He said when Martinez’s name came up at the party, “a bunch of people had stories about him being a con (man).”
On Monday, Anna Negron of ESPN told Enchantment Sports it was investigating the allegations presented by Enchantment Sports. On Tuesday, she said there was nothing new to report.
Multiple people told Enchantment Sports that Siembieda has not mentioned the bowl game or Martinez on “The Morning Drive” sports talk show on KNML (610-AM/95.9 FM). Siembieda is the co-host on the show, which runs from 7-10 a.m., Monday through Friday.
Enchantment Sports emailed Siembieda on Tuesday, asking if he had talked about his bowl game and Martinez — both of which he constantly touted the week after the news conference of Oct. 1 — on Monday or Tuesday.
Siembieda did not respond, nor did his public relations spokesman James Hallinan.
On Monday, Hallinan – owner of Intersection Strategies — said he no longer will to respond to any questions from our website.
We also asked Siembieda if he felt “that James Hallinan is properly representing the bowl game with his alleged personal agenda against me or Enchantment Sports?”
The question was also sent to Hallinan, whose company motto is: “Protect Your Brand.”
Siembieda didn’t respond to that, nor did Hallinan.
However, while Hallinan and Siembieda aren’t talking to Enchantment Sports, dozens of other people are as our investigation continues.
Interestingly, Hallinan was also the spokesman for Lujan Grisham during her campaing in 2018.
When asked if he still had a position with the administration, Stelnicki said “James Hallinan does not work for the governor and has no position here.”
While Hallinan, Siembieda, Martinez and Stewart aren’t talking to Enchantment Sports, dozens of other people are.
And our investigation continues.

_Supplied material_
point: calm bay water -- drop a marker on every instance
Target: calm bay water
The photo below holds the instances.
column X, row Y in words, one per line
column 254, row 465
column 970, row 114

_Tasks to carry out_
a. Using the bowl game article, answer these:
(i) During what hours and on which days does "The Morning Drive" air?
(ii) What is the motto of Hallinan's company?
(iii) Whose campaign did Hallinan speak for in 2018?
b. Carry on the bowl game article, starting after its final line.

_Expected responses_
a.
(i) 7-10 a.m., Monday through Friday.
(ii) "Protect Your Brand."
(iii) Lujan Grisham's.

b.
On Tuesday, we interviewed Joshua Melendez, a state contractor at Kirtland Air Force Base, who said he had been a friend of Martinez for about five years, and “was conned” out of nearly $2,000 by him.
Prior to his interview, Melendez emailed us:
“I wanted to say thank you for shedding light on Martinez, whom has been robbing people for years. First he used boxing, then a company called Power Moves Ent., which he scammed numerous artists and businesses out of hard earned money.
“I used to work with Eric and we were close friends as well. I was also talked into a “business venture” that never happened, like most of the projects he pitches. He also never paid me for items of jewelry he asked for. This hole is deep, keep digging.”
Enchantment Sports interviewed Melendez for more than an hour, and all of the personal details he provided about Martinez matched all others say who say they knew him well.
And there have been many – and all are speaking on the record.
“I’m sure people are coming out of the woodwork now that there’s an outlet,” Melendez said in his interview. “This dude could spark his own “Me Too Movement” from all the people he’s taken advantage of.”
Next: Enchantment Sports continues its investigative series on Martinez, while providing as many updates as possible about his status as title sponsor of the DreamHouse New Mexico Bowl.
While we have nowhere near the personnel or resources of the even the smallest media outlet in the state — much less the Albuquerque Journal, Santa Fe New Mexican or the Albuquerque television news stations — we will continue to provide our readers as much information as possible on what could be turning into one of the biggest stories in New Mexico.
Mark Smith has worked in New Mexico sports media for more than four decades, and is one of the most decorated sports journalists in state history. Smith has won more than 30 combined awards in print, television and radio and has been honored nationally for investigative reporting. He is the editor in chief of Enchantment Sports. Contact him at mark.enchantmentsportsNM@gmail.com.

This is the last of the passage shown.